### PROBLEM TO WORK ON
Your response should be the complete set of records, reproduced exactly.

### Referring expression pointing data

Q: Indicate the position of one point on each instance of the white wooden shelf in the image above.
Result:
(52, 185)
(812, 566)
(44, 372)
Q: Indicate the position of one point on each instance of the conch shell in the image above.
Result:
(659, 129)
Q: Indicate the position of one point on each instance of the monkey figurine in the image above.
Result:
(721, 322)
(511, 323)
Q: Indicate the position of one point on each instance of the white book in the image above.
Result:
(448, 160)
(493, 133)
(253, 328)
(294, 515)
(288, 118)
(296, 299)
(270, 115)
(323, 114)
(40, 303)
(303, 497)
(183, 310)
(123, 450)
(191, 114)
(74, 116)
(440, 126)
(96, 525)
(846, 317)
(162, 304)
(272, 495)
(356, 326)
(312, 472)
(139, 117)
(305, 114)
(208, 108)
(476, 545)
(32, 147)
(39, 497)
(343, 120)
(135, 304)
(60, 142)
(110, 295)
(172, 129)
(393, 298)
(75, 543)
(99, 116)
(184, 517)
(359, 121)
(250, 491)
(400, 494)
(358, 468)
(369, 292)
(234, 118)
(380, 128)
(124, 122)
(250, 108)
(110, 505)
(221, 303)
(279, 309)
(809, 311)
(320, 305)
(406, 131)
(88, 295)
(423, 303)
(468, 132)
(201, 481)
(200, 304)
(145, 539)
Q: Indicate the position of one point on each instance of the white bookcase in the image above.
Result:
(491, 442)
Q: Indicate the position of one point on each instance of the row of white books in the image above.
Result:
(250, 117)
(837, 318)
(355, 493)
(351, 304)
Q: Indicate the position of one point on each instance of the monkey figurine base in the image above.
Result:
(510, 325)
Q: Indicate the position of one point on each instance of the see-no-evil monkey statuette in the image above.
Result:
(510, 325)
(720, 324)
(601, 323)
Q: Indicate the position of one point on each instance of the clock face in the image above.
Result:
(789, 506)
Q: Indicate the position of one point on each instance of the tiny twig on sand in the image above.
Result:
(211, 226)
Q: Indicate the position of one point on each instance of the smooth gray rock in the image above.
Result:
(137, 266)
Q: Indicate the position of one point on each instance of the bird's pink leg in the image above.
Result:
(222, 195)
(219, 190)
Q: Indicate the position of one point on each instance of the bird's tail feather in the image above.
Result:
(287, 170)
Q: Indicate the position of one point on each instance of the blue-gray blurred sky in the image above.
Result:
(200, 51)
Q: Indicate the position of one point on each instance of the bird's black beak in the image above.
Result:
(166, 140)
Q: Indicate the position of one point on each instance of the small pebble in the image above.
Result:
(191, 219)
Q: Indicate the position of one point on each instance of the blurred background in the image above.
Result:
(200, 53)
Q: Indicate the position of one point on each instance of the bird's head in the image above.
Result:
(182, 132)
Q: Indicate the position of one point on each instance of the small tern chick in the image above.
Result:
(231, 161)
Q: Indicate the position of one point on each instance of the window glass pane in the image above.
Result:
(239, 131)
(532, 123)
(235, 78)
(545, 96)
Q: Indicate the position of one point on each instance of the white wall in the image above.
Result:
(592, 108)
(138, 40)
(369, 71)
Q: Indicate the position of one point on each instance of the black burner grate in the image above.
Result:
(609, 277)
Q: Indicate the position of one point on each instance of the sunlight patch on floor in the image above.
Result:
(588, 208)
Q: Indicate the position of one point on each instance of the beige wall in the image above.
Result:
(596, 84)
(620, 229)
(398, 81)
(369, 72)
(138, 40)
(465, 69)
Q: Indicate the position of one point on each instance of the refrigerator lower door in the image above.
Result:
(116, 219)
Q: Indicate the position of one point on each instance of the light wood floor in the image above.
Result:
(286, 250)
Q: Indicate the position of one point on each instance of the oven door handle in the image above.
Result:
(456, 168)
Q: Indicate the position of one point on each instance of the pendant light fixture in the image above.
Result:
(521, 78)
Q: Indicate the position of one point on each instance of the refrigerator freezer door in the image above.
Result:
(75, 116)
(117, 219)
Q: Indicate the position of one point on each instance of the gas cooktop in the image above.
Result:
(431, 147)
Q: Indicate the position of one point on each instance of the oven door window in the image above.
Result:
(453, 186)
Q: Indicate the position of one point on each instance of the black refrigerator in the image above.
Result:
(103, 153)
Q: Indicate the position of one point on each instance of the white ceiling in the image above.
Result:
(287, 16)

### WRITTEN REPLY
Q: Indicate the position of one point on each instance of the white wooden shelf in the image above.
Result:
(52, 185)
(812, 566)
(44, 372)
Q: Indicate the position of one point on each instance of the conch shell in the image above.
Result:
(659, 129)
Q: Indicate the position of one point on each instance of the monkey figurine in the image above.
Result:
(721, 322)
(511, 323)
Q: Indicate the position of one point on each instance of the white book in the image above.
Result:
(448, 160)
(493, 133)
(253, 328)
(294, 515)
(288, 118)
(296, 299)
(270, 115)
(323, 114)
(40, 303)
(303, 497)
(183, 310)
(123, 450)
(191, 114)
(74, 116)
(440, 126)
(96, 525)
(846, 317)
(162, 304)
(272, 495)
(356, 326)
(312, 472)
(139, 117)
(305, 114)
(208, 108)
(476, 545)
(32, 147)
(39, 497)
(343, 120)
(135, 304)
(60, 142)
(110, 295)
(172, 129)
(393, 298)
(75, 543)
(99, 116)
(184, 517)
(359, 121)
(250, 491)
(400, 494)
(358, 468)
(369, 292)
(234, 118)
(380, 128)
(124, 122)
(250, 108)
(110, 505)
(221, 303)
(279, 309)
(809, 311)
(320, 305)
(406, 131)
(88, 295)
(423, 303)
(468, 132)
(201, 481)
(200, 304)
(145, 539)
Q: Indicate the position of one point on each instance of the white bookcase in the image above.
Result:
(491, 442)
Q: Indicate the position of one point on each instance of the row of white books in the image above.
Result:
(250, 117)
(837, 318)
(355, 493)
(351, 304)
Q: Indicate the position of one point on each instance of the monkey figurine base in the image above.
Result:
(510, 325)
Q: Indicate the position of one point on each instance of the see-no-evil monkey statuette in the image above.
Result:
(510, 325)
(720, 324)
(601, 323)
Q: Indicate the position of one point on each instance of the clock face in the image above.
Result:
(789, 506)
Q: Indicate the position of one point on each instance of the tiny twig on sand in the image above.
Result:
(211, 226)
Q: Indicate the position of one point on each instance of the smooth gray rock in the image above.
Result:
(137, 266)
Q: Indicate the position of one point on each instance of the bird's pink leg in the image above.
Result:
(222, 195)
(219, 190)
Q: Indicate the position of one point on each instance of the bird's tail feather in the image above.
Result:
(287, 170)
Q: Indicate the position of one point on each instance of the blue-gray blurred sky in the image above.
Result:
(200, 51)
Q: Indicate the position of one point on each instance of the bird's black beak in the image above.
Result:
(166, 140)
Q: Indicate the position of one point on each instance of the small pebble in the image above.
Result:
(191, 219)
Q: Indicate the position of one point on each instance of the blurred background in the image above.
Result:
(200, 53)
Q: Indicate the position of one point on each instance of the bird's head in the image above.
Result:
(182, 132)
Q: Indicate the position of one point on each instance of the small tern chick in the image above.
Result:
(231, 161)
Q: Indicate the position of one point on each instance of the window glass pane in the image above.
Result:
(239, 131)
(532, 123)
(235, 78)
(545, 96)
Q: Indicate the position of one point on each instance of the white wall in the image above.
Result:
(592, 108)
(138, 40)
(369, 71)
Q: Indicate the position of one point on each instance of the black burner grate in the image above.
Result:
(609, 277)
Q: Indicate the position of one point on each instance of the sunlight patch on floor in the image above.
Result:
(588, 208)
Q: Indicate the position of one point on each instance of the beige wall in the image above.
Result:
(596, 84)
(620, 229)
(398, 81)
(369, 72)
(138, 40)
(465, 69)
Q: Indicate the position of one point on each instance of the refrigerator lower door in the image above.
Result:
(116, 219)
Q: Indicate the position of one point on each instance of the light wood floor in the image above.
Result:
(286, 250)
Q: Indicate the position of one point on each instance of the oven door handle in the image above.
Result:
(456, 168)
Q: Indicate the position of one point on each instance of the pendant light fixture in the image above.
Result:
(521, 78)
Q: Indicate the position of one point on each instance of the refrigerator freezer door in the image above.
Result:
(75, 116)
(117, 219)
Q: Indicate the position of one point on each instance of the gas cooktop in the image above.
Result:
(431, 147)
Q: Indicate the position of one point on each instance of the oven door window in the image above.
Result:
(453, 186)
Q: Indicate the position of one point on each instance of the black refrigerator in the image above.
Result:
(103, 153)
Q: Indicate the position of one point on each instance of the white ceiling in the image above.
Result:
(287, 16)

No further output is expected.